◆ Point-per-instance localization data:
—————

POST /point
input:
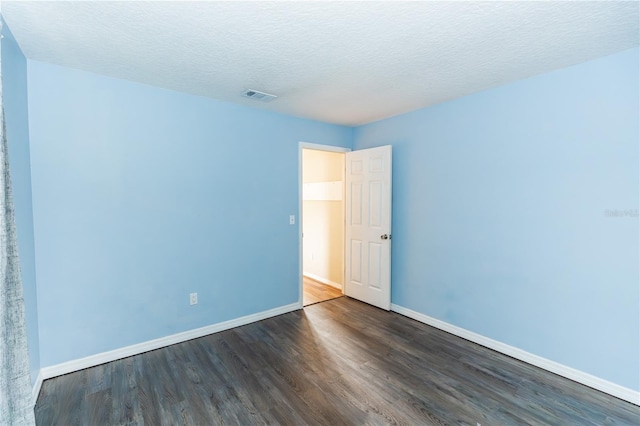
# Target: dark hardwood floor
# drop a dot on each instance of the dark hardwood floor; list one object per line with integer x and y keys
{"x": 333, "y": 363}
{"x": 314, "y": 292}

—————

◆ Problem requirements: All entries are to be retyped exactly. Omit any embedded images.

◆ Exercise output:
POST /point
input:
# Target: dark hardwood floor
# drop a dot on each instance of the dark hardwood floor; list one object per line with integer x and y keys
{"x": 333, "y": 363}
{"x": 314, "y": 292}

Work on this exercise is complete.